#### Teks yang Ditampilkan
ISIS Bayar Musuh Hampir Rp1 Miliar untuk Lindungi al-Baghdadi
A
A
A
WASHINGTON - Kelompok ISIS diketahui membayar kelompok musuh sekitar USD67.000 (Rp937 juta atau hampir Rp1 miliar) untuk melindungi pemimpin mereka Abu Bakr al-Baghdadi selama bersembunyi di Barisha, Idlib, Suriah.
Nominal pembayaran itu diungkap New York Times dalam laporan panjangnya, Kamis lalu. Para investigator menemukan tanda terima pembayaran itu beberapa hari setelah operasi pasukan khusus Amerika Serikat (AS) yang berujung pada kematian al-Baghdadi pada Sabtu pekan lalu.
Kelompok musuh yang dibayar ISIS itu adalah Hurras al Din, sebuah kelompok yang terkait dengan al-Qaida. Dalam beberapa tahun terakhir Idlib telah menjadi rumah bagi sejumlah kelompok bersenjata yang memusuhi Islamic State of Iraq and Syria/Levant (ISIS atau ISIL), namun anggota ISIS justru menemukan tempat yang aman di sana. Pada akhirnya, bukan kelompok Hurras al Din tapi orang dalam ISIS sendiri yang mengkhianati al-Baghdadi.
Orang dalam ISIS yang berkhianat itu "dibudidayakan" sebagai aset oleh Pasukan Demokratik Suriah (SDF), kelompok milisi mayoritas Kurdi yang menjadi sekutu AS dalam menghancurkan kelompok teroris itu.
Para pemimpin SDF kemudian menyerahkan kendali agennya tersebut kepada agen intelijen AS, yang kemudian menghabiskan waktu berminggu-minggu untuk memeriksanya sampai intelijen AS yakin bahwa sosok al-Baghdadi yang jejaknya dibocorkan itu benar-benar akurat. (Baca: Dikhianati Ajudan, Musabab Ajal Jemput Bos ISIS al-Baghdadi )
Upaya berbulan-bulan untuk mengeksploitasi terobosan intelijen dimulai pada musim panas, tetapi hanya dalam sebulan terakhir kiat informan mengarah pada peluang bagi pasukan AS untuk bertindak.

Data yang dikumpulkan:
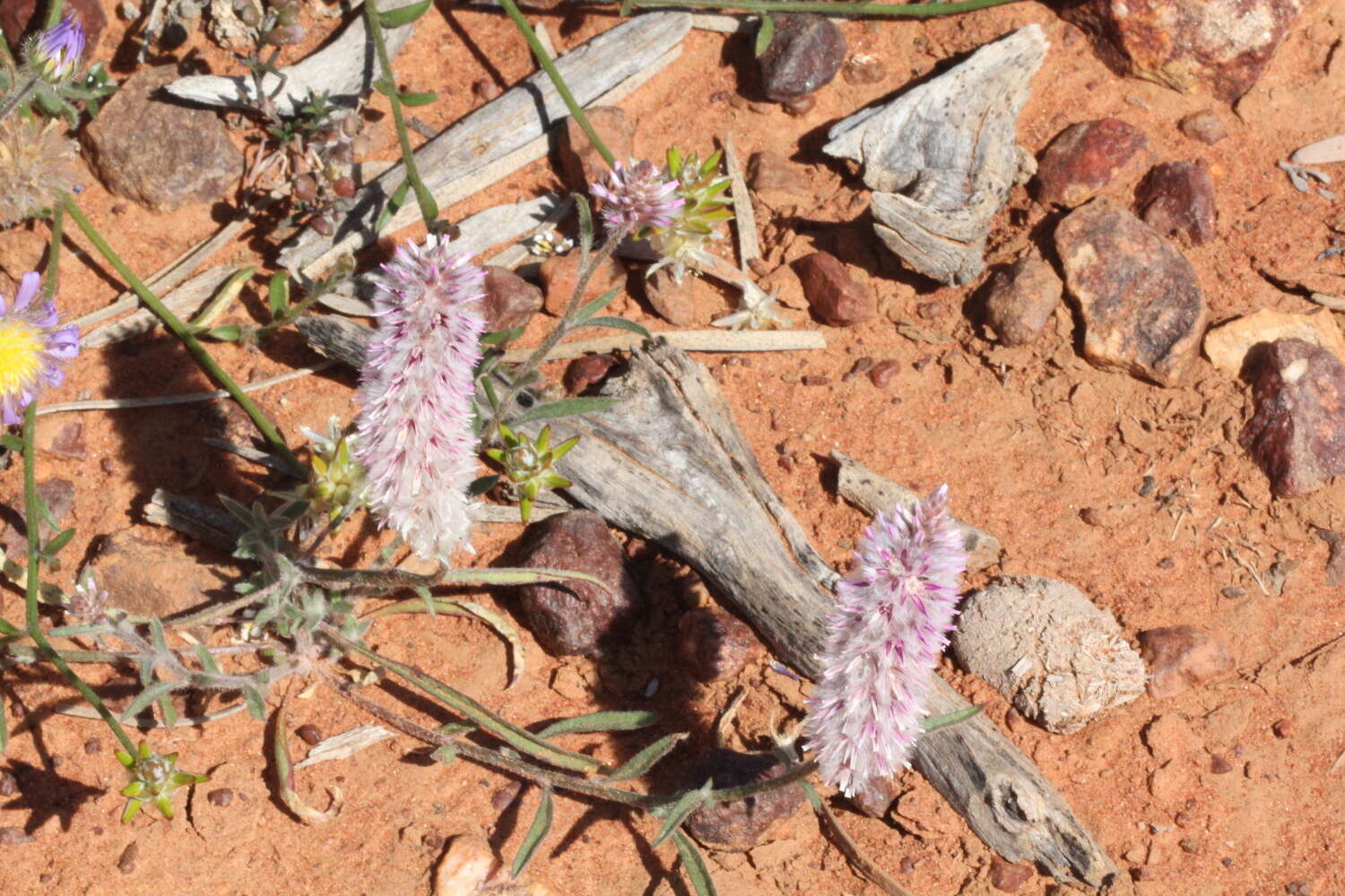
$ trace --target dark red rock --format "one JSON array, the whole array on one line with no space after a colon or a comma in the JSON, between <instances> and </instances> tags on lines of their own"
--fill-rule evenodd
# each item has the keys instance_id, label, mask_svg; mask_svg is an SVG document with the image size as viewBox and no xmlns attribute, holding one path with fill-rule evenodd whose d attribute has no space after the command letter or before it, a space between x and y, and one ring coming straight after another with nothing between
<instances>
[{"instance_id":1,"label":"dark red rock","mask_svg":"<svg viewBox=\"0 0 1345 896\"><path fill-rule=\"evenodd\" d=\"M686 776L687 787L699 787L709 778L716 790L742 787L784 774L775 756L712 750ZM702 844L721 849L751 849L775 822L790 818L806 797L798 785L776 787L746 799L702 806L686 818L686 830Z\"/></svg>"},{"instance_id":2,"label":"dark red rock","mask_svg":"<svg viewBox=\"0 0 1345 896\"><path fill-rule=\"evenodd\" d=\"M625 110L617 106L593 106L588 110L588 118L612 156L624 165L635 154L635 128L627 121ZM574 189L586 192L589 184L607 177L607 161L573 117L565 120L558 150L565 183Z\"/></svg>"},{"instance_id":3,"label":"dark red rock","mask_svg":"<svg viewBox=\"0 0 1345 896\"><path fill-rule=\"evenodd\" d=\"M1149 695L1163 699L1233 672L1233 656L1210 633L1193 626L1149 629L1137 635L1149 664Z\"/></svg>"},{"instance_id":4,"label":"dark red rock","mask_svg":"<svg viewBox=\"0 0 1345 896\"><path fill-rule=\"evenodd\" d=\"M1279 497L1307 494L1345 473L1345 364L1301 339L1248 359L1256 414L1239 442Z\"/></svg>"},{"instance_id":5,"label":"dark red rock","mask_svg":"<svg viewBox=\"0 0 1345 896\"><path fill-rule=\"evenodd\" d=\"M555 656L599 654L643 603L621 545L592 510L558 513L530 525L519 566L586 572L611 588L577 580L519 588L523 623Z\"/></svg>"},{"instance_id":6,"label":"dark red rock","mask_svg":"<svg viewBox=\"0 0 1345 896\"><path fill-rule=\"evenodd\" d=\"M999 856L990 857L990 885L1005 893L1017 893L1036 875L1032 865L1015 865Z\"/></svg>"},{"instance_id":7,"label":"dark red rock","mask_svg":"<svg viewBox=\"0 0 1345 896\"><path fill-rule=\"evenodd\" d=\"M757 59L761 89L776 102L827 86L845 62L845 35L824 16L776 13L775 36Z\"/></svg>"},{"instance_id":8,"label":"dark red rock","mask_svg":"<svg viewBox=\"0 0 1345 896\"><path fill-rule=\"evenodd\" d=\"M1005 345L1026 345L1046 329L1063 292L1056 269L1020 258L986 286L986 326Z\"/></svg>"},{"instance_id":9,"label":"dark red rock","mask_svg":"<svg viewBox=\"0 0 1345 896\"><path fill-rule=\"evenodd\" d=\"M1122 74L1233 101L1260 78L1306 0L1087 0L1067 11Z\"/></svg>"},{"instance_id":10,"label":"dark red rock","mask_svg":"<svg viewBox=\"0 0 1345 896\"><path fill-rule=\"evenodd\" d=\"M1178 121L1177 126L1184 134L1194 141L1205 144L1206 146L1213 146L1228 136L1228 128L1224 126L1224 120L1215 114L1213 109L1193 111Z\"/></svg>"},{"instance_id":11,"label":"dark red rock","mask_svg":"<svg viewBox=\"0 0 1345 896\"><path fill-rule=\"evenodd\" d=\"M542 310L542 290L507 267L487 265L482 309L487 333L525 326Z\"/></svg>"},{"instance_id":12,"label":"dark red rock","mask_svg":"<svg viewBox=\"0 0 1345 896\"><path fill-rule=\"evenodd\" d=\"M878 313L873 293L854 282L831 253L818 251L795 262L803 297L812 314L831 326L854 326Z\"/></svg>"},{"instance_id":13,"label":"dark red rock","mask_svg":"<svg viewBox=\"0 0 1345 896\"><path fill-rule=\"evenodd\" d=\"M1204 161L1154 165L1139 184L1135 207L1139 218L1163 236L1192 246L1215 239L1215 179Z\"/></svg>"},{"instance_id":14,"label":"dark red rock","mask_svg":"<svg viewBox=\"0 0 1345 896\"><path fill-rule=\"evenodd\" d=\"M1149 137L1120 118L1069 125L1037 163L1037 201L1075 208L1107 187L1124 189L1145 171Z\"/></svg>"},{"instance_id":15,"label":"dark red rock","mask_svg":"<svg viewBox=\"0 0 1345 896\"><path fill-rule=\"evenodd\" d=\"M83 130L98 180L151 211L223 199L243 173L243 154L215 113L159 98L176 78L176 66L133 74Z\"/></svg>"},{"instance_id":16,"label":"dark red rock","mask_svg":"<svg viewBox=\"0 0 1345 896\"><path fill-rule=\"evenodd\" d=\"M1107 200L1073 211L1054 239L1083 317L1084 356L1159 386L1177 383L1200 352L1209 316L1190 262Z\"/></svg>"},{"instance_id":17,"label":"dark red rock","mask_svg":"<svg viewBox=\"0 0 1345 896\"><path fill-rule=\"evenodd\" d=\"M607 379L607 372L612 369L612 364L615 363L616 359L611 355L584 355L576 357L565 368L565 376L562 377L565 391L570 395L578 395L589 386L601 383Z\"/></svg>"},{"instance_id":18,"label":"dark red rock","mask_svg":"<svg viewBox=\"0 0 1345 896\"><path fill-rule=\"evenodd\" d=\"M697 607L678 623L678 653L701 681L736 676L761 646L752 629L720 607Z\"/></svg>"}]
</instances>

...

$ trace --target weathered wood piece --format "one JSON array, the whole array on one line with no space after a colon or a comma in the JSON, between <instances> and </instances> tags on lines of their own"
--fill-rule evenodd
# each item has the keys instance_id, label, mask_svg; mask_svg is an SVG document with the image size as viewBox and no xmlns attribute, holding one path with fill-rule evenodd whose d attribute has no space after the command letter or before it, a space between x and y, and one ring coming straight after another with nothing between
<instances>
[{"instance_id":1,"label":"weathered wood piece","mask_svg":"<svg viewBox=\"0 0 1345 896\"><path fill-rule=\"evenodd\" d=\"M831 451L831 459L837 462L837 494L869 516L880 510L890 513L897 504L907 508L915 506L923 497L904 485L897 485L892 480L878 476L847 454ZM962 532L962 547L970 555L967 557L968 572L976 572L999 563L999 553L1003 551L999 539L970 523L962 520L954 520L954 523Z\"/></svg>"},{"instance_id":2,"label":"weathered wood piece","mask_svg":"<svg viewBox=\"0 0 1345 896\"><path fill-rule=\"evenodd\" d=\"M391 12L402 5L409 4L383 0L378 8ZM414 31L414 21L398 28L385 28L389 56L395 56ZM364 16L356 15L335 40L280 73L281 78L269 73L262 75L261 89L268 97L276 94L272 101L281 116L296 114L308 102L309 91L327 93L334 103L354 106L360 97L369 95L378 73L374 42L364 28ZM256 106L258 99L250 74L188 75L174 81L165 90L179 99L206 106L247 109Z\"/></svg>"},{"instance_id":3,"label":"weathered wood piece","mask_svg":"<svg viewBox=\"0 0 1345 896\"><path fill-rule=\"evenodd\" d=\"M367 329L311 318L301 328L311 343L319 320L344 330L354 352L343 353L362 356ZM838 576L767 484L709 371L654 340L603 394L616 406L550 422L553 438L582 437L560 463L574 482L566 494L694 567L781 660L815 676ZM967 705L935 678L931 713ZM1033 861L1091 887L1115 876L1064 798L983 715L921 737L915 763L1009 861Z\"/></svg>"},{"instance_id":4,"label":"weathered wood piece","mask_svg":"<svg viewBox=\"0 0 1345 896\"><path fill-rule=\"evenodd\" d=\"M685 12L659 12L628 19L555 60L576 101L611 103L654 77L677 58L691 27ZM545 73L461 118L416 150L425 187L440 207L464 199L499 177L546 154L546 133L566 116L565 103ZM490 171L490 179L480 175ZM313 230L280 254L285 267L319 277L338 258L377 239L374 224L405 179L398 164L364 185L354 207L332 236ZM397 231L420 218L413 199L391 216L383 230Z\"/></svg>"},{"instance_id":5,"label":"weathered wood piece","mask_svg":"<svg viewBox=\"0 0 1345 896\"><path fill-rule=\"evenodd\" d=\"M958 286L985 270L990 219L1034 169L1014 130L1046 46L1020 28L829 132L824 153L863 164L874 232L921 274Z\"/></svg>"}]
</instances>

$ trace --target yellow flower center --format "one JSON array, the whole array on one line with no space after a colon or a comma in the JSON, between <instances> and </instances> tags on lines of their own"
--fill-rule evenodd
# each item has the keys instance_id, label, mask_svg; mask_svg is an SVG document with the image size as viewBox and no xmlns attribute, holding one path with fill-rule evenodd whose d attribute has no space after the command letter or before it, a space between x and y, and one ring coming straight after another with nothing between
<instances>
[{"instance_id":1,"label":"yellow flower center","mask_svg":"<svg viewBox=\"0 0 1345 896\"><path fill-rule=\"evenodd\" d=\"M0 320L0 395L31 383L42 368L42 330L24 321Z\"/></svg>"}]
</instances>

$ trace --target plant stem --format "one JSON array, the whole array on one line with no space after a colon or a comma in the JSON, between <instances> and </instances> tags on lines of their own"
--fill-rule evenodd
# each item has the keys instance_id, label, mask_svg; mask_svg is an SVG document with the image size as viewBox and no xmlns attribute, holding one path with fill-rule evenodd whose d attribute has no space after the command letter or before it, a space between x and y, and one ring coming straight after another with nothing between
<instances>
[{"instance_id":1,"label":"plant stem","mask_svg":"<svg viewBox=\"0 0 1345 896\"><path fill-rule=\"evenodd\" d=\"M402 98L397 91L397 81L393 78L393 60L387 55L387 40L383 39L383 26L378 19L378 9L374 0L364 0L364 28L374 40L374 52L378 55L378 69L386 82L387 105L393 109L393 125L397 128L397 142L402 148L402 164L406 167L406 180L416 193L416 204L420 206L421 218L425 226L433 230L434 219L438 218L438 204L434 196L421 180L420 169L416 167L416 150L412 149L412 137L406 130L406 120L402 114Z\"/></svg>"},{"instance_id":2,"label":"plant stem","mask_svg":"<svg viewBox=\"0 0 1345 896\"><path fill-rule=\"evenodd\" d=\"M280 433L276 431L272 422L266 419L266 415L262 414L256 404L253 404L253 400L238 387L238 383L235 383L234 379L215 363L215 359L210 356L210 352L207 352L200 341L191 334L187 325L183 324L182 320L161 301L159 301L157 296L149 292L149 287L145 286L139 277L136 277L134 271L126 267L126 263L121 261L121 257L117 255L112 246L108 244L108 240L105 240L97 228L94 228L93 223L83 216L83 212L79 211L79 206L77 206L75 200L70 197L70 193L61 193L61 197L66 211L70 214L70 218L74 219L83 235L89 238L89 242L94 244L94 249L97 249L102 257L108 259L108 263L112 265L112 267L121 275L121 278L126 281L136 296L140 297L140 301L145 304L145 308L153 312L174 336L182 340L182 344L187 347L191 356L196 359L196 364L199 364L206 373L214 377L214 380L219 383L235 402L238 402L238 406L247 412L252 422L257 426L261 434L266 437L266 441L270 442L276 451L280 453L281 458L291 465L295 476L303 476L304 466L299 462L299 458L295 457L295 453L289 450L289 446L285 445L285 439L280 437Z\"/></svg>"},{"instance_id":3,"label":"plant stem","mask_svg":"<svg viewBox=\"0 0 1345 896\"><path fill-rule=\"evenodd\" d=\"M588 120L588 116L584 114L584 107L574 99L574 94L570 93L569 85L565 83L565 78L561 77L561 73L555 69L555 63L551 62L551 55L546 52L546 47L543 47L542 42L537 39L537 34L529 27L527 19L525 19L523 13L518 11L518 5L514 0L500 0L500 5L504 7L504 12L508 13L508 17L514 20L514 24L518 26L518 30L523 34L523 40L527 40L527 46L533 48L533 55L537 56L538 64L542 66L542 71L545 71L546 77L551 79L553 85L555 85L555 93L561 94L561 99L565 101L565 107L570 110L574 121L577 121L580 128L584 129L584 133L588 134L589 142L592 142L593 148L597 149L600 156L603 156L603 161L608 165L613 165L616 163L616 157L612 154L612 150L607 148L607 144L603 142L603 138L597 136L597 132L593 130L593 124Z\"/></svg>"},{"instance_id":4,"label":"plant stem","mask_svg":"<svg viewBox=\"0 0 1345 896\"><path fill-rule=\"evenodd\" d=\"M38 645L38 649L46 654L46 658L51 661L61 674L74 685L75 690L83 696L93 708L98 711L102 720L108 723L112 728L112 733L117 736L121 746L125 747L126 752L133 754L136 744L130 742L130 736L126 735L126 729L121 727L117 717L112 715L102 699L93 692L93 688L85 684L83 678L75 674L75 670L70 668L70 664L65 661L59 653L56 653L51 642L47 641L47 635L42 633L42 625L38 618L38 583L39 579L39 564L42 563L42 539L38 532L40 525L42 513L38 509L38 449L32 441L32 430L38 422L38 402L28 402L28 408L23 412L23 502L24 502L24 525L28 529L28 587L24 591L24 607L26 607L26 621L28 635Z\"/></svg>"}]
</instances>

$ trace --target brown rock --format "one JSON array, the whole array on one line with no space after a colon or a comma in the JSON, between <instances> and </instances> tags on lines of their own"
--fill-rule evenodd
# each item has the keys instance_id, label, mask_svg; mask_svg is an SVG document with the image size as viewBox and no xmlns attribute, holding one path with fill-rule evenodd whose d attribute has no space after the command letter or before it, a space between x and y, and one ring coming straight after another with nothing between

#### Uji Pemahaman
(a) Cetak bagian artikel tentang ISIS antara "Nominal pembayaran itu" dan "Sabtu pekan lalu.", termasuk kedua ujungnya.
(b) Dalam artikel tentang ISIS, mengapa intelijen AS menghabiskan waktu berminggu-minggu untuk memeriksa agen yang kendalinya diserahkan oleh para pemimpin SDF?
Baris-baris data ini tidak ada hubungannya dengan artikel tentang ISIS.

#### Kunci Jawaban
(a)
Nominal pembayaran itu diungkap New York Times dalam laporan panjangnya, Kamis lalu. Para investigator menemukan tanda terima pembayaran itu beberapa hari setelah operasi pasukan khusus Amerika Serikat (AS) yang berujung pada kematian al-Baghdadi pada Sabtu pekan lalu.

(b) Intelijen AS memeriksa agen itu berminggu-minggu sampai mereka yakin bahwa jejak al-Baghdadi yang dibocorkannya benar-benar akurat.